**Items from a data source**

══════

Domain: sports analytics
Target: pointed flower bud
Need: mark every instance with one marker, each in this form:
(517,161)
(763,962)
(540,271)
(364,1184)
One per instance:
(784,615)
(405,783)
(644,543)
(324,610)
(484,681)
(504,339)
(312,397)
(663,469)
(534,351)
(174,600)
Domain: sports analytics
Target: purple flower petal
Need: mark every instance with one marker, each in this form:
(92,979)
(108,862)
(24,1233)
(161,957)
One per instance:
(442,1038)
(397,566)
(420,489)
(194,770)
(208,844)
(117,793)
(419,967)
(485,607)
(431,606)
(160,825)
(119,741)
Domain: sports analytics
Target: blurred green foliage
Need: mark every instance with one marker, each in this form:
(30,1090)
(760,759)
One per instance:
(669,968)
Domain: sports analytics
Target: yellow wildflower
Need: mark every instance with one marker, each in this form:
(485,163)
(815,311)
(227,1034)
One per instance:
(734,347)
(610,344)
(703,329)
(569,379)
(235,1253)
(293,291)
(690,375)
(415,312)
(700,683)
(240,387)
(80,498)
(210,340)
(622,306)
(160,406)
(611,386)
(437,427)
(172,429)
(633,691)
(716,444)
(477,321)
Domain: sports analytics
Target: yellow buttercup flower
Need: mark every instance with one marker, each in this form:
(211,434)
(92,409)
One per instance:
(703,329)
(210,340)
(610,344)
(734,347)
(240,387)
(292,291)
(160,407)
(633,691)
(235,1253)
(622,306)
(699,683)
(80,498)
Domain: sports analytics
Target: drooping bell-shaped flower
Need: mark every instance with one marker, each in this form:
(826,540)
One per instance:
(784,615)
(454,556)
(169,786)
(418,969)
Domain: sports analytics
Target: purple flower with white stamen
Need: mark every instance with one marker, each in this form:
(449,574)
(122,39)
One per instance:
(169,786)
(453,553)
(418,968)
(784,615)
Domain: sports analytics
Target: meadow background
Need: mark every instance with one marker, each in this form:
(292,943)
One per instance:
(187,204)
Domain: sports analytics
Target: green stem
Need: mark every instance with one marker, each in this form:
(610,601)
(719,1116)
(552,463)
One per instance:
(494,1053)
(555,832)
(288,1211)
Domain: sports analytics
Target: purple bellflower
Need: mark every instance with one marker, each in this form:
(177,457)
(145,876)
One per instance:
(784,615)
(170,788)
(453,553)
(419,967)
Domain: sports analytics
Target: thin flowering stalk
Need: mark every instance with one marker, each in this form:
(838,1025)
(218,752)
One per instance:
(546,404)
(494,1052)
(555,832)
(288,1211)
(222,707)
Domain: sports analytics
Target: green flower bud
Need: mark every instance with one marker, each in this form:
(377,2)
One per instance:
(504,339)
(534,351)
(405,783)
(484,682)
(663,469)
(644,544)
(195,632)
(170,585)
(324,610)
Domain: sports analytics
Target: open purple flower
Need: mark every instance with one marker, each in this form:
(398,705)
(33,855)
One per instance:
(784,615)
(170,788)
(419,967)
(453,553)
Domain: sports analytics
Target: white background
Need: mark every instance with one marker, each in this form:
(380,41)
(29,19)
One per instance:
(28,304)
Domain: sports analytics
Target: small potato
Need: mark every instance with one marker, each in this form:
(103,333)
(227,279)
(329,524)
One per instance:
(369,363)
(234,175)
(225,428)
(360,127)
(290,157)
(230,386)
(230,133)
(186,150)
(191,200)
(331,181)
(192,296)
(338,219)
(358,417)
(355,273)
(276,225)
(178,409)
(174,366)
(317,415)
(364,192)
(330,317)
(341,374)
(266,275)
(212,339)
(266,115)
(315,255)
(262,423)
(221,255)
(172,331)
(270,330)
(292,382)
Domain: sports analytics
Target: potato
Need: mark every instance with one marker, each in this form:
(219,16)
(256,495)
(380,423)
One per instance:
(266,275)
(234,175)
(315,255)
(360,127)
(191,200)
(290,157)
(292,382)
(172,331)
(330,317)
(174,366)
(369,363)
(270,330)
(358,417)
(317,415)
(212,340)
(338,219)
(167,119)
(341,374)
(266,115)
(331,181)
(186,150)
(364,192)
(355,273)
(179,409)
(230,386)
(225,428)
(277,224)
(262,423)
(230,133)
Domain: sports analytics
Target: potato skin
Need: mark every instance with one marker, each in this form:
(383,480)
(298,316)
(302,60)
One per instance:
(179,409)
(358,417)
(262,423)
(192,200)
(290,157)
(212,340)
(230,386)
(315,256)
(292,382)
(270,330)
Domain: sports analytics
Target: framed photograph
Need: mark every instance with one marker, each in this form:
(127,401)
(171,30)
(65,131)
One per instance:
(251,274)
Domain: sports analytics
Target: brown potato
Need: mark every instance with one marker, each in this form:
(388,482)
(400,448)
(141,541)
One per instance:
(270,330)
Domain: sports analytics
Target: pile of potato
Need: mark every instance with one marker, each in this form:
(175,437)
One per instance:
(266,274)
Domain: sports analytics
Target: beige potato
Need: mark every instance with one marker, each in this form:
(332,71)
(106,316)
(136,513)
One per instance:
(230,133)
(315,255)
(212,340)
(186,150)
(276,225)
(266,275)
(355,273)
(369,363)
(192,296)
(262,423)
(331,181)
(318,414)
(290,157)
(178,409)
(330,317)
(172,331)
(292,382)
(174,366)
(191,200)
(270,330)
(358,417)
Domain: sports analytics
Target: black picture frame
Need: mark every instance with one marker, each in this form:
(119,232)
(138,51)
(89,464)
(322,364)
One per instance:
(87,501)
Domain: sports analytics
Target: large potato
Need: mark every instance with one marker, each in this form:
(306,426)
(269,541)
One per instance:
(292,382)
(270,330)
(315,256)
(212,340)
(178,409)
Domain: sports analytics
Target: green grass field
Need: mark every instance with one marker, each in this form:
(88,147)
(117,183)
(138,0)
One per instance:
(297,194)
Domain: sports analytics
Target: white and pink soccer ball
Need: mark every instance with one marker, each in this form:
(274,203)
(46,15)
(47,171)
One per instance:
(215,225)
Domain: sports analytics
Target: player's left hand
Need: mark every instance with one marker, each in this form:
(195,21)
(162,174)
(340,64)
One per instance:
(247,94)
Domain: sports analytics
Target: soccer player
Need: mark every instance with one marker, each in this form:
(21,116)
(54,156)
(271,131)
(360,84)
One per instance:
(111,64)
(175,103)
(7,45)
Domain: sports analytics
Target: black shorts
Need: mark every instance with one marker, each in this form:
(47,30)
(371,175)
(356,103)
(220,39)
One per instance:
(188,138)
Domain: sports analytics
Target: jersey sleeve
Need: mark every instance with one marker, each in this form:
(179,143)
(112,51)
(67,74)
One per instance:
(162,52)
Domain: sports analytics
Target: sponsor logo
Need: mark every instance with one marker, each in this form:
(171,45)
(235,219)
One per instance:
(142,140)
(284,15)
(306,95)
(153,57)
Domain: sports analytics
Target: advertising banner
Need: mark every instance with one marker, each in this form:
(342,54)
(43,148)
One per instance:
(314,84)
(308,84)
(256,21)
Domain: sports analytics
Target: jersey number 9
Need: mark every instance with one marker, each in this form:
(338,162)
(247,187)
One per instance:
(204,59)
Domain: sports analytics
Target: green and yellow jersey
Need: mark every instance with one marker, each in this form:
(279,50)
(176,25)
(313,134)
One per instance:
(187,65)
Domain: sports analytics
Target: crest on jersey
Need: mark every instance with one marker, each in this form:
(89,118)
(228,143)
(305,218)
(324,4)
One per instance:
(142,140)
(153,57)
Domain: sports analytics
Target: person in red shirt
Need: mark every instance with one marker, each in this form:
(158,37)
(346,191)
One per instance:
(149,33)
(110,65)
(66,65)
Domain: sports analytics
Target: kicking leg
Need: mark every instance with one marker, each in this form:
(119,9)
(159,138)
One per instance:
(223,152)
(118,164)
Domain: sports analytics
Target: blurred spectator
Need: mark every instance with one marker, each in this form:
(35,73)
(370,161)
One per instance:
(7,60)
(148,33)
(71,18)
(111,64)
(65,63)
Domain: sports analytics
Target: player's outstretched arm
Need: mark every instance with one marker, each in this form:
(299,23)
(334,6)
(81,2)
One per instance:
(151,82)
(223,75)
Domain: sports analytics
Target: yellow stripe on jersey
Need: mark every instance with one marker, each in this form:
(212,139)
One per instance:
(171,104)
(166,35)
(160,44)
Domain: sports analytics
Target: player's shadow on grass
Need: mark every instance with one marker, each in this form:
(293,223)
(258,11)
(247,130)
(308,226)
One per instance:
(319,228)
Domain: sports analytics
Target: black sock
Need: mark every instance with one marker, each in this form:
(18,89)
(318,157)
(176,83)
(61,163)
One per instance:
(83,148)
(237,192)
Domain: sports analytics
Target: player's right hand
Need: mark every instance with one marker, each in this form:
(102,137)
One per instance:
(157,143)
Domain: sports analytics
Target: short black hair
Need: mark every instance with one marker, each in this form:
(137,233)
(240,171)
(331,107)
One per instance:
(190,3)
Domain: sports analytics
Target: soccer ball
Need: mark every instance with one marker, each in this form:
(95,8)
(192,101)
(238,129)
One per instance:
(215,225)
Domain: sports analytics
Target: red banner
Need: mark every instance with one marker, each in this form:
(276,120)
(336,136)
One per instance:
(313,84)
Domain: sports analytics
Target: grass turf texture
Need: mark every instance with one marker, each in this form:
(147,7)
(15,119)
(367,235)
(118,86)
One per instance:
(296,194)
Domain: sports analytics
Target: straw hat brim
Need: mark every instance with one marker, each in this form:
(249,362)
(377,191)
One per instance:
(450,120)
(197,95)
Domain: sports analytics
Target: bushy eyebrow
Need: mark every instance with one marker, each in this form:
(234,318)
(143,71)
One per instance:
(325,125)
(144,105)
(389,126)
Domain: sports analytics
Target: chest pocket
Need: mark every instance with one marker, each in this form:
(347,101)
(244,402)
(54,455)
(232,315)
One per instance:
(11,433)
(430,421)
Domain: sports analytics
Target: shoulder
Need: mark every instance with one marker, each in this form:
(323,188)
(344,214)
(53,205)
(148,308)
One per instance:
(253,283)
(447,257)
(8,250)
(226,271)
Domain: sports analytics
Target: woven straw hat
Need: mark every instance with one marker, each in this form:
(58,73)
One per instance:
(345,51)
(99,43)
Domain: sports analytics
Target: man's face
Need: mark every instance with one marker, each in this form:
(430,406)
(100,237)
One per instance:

══════

How many lines of the items above contain the string "player", matching case? Give only the number.

5